PROVIDED TEXT START

Cymatics is the study of sound made visible. It is a visual depiction of energy, a waveform crystallised into patterns. Beautiful, swirling, mysterious… Kerry Needs discusses.
‘Sound will be the medicine of the future’ – Edgar Cayce
With an outstanding 15 million views on the Nigel Stanford cymatics video, the ancient science of ‘sound affecting matter’ has been propelled back into the mainstream consciousness.
The term Cymatics comes from the Greek: κῦμα, meaning “wave” and is a subset of modal vibrational phenomena.
Cymatics can be demonstrated using Chladni plates. Chladni plates are a metal plate that uses sand, which is then tuned to a particular sound frequency.
Jeff Volk, the founder of Cymatic Source (the web’s largest resource on Cymatics), says:
‘The first time you see particles of sand, or powder, or iron filings, dancing to the rhythm of a song – or view water pulsing a visual pattern in response to the sound you’re hearing – you become enthralled, or like the previously inert matter you’re watching, entrained.

PROVIDED TEXT END

◆ **YOUR TASKS**:
**1.** Answer these questions using the cymatics article:
(a) Which Greek word does the term Cymatics come from, and what does it mean?
(b) How many views does the Nigel Stanford cymatics video have?
(c) What did Jeff Volk found?
**2.** According to the cymatics article, what brought the science of "sound affecting matter" back into the mainstream consciousness? Answer in one to three sentences.
**3.** Write a continuation of the cymatics article, starting after its final sentence.
None of the items in the source data are needed.

ENTRIES SUPPLIED START

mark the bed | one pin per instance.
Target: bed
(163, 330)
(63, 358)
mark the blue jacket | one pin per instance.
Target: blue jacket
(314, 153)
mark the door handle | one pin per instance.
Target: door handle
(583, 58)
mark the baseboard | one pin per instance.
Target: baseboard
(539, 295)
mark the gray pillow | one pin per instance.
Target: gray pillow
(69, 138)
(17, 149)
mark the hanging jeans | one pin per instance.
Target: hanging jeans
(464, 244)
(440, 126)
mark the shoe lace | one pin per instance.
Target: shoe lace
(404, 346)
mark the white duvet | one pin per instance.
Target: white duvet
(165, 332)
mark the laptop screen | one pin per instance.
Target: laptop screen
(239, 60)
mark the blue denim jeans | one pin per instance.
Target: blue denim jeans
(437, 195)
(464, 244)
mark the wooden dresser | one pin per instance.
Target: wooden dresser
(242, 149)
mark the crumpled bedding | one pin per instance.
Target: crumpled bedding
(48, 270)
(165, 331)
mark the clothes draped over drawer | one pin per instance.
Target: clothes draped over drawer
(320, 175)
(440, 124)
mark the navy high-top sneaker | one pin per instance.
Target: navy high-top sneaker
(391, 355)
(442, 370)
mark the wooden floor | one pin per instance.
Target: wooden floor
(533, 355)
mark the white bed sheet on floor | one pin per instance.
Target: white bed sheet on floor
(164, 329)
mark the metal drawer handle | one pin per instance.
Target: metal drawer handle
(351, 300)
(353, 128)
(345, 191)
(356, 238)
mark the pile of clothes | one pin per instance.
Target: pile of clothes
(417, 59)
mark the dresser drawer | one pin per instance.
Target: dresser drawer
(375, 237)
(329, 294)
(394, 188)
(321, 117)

ENTRIES SUPPLIED END
ENTRIES SUPPLIED START

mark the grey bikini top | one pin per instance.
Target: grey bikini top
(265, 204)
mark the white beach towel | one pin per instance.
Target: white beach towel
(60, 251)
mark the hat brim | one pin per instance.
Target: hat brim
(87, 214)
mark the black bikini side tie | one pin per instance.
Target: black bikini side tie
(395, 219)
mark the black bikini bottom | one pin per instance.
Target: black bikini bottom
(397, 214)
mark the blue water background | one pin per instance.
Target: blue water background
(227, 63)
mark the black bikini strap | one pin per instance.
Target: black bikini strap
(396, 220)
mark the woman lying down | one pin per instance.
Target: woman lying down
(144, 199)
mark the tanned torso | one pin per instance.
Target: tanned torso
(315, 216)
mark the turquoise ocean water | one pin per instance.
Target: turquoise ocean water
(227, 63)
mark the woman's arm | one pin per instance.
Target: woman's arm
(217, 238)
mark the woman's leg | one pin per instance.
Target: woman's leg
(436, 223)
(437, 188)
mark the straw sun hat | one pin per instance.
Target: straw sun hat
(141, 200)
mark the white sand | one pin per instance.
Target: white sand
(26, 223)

ENTRIES SUPPLIED END

◆ **ANSWERS PROVIDED**:
**1.**
(a) κῦμα, meaning "wave"
(b) 15 million
(c) Cymatic Source

**2.** The Nigel Stanford cymatics video reached 15 million views. That success brought the ancient science of "sound affecting matter" back into the mainstream consciousness.

**3.**
And the more you learn about this fascinating science, the more you come to recognize that sound and vibration permeate absolutely everything! Pulsation is fundamental to all matter, and to the propagation of energy – in the physical world and beyond.’
This ‘pulsation’ that we feel when we dance in ecstatic motion to electronic beats, may very well be the pulsation of life force energy coursing through our veins.
When we look at Cymatic patterns, we see that the geometric shapes it forms echoes that of nature – of ripples in water, patterns of a leaf or a flower, or the lines of of an oak tree. It is nature evolving and moving into form.
Sound has an incredible power to transform us energetically in ways we are only just rediscovering. And just like the metal Chladni plate and the sand, maybe the dancefloor can be the fundamental ground for our vibrational tuning.